While waiting, the Applicant gave a radio interview to a reporter and provided
information related to the allegations of fraud. Later that day, Mario
approached the Applicant and told her to stop speaking out publicly and the he
would take care of matters or she would lose her job.
[9]
On
December 6, 2008, the Applicant’s brother received a threatening call that he
would be killed if he pursued the allegations of electoral fraud. The
Applicant’s brother gave all of the evidence to the Applicant. The Applicant’s
brother’s home was broken into on December 11, 2008. On January 7, 2009, the
Applicant’s brother presented the first allegation of fraud to the TSE. During
the rest of January, the Applicant’s brother received many death threats. At the
end of the month, he told their mother he would disappear and not communicate
with anyone for a while.
[10]
Both
movements of the National Party, Todos Somos and Cambio Ya, had joined ranks to
ensure better election results for the pending national election on November
29, 2009. The Applicant alleges that due to the amalgamation of the two
movements, Mario tried to prevent information about the electoral fraud from
becoming public as this could hurt his candidacy. On July 23, 2009, Mario sent
his bodyguard, Rivera, to pick up the alleged evidence from the Applicant. She
refused and was threatened by Rivera.

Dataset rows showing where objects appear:

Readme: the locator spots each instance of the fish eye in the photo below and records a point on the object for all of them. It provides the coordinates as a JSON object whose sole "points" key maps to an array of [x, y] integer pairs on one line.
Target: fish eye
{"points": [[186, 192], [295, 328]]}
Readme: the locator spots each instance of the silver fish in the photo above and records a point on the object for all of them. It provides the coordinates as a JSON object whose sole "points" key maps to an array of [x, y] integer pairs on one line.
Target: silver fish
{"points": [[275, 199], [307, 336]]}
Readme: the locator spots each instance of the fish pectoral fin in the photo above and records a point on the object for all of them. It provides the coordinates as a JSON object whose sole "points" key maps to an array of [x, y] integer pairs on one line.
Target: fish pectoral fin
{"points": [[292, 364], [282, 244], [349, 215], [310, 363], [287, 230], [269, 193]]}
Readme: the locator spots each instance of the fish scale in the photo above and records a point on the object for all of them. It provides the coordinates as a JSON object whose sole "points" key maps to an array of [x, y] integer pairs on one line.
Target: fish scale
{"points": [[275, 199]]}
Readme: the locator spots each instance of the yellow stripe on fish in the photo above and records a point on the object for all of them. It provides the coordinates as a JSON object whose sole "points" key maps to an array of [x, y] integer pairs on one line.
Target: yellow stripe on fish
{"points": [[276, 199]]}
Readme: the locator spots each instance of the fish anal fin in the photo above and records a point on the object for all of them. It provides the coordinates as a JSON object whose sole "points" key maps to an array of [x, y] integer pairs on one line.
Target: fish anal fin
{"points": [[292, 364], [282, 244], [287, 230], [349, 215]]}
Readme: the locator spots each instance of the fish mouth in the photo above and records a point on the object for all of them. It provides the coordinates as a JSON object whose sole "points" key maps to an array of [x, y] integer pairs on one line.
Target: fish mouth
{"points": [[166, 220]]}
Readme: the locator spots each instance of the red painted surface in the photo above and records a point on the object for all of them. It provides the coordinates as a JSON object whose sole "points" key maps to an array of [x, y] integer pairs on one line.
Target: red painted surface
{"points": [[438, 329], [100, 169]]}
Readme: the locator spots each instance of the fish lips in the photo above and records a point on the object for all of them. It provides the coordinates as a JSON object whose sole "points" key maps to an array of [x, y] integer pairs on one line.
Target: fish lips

==

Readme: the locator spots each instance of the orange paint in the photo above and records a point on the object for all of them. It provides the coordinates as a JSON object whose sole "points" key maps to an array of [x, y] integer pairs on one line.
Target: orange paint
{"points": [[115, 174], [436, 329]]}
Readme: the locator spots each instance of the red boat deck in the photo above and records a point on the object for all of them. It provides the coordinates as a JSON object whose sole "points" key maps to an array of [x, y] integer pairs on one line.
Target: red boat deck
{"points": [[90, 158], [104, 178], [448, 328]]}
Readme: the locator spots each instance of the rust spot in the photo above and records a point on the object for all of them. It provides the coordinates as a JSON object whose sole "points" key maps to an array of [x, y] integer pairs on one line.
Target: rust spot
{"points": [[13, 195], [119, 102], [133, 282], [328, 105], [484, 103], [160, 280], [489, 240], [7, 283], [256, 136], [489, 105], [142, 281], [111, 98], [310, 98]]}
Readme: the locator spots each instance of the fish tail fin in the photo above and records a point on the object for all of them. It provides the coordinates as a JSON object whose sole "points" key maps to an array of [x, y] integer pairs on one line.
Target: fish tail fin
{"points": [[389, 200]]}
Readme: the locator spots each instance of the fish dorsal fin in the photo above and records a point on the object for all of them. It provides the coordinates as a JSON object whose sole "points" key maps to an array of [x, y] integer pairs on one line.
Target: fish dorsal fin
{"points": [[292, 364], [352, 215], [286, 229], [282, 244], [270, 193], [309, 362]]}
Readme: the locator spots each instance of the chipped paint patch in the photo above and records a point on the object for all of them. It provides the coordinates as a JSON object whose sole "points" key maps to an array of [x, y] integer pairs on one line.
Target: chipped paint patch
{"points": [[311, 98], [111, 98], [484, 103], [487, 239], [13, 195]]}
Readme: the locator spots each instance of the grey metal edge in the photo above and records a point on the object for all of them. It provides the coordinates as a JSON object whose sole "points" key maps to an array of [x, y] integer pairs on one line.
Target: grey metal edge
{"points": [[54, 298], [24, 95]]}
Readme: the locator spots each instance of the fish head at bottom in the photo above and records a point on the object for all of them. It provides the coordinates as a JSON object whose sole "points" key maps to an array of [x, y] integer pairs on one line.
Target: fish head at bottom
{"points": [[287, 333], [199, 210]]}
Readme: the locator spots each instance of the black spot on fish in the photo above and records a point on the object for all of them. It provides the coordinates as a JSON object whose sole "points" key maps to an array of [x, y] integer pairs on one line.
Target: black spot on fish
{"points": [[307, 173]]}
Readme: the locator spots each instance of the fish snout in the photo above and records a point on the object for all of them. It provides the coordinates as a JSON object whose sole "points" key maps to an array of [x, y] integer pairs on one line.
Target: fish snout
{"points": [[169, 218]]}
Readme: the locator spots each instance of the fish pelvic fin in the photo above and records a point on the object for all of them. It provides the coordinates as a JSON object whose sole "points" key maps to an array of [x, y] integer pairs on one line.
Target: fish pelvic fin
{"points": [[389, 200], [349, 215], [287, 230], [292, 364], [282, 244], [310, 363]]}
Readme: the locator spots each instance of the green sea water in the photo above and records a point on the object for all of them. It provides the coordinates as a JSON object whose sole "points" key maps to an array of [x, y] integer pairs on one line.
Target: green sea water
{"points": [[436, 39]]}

Written task 1: Reproduce the passage on the electoral fraud allegations word for word, in full.
Written task 2: Pull out each line of the entries above that contains the string "edge", treating uppercase and lowercase as different.

Reply 1:
While waiting, the Applicant gave a radio interview to a reporter and provided
information related to the allegations of fraud. Later that day, Mario
approached the Applicant and told her to stop speaking out publicly and the he
would take care of matters or she would lose her job.
[9]
On
December 6, 2008, the Applicant’s brother received a threatening call that he
would be killed if he pursued the allegations of electoral fraud. The
Applicant’s brother gave all of the evidence to the Applicant. The Applicant’s
brother’s home was broken into on December 11, 2008. On January 7, 2009, the
Applicant’s brother presented the first allegation of fraud to the TSE. During
the rest of January, the Applicant’s brother received many death threats. At the
end of the month, he told their mother he would disappear and not communicate
with anyone for a while.
[10]
Both
movements of the National Party, Todos Somos and Cambio Ya, had joined ranks to
ensure better election results for the pending national election on November
29, 2009. The Applicant alleges that due to the amalgamation of the two
movements, Mario tried to prevent information about the electoral fraud from
becoming public as this could hurt his candidacy. On July 23, 2009, Mario sent
his bodyguard, Rivera, to pick up the alleged evidence from the Applicant. She
refused and was threatened by Rivera.

Reply 2:
Readme: the locator spots each instance of the grey metal edge in the photo above and records a point on the object for all of them. It provides the coordinates as a JSON object whose sole "points" key maps to an array of [x, y] integer pairs on one line.
Target: grey metal edge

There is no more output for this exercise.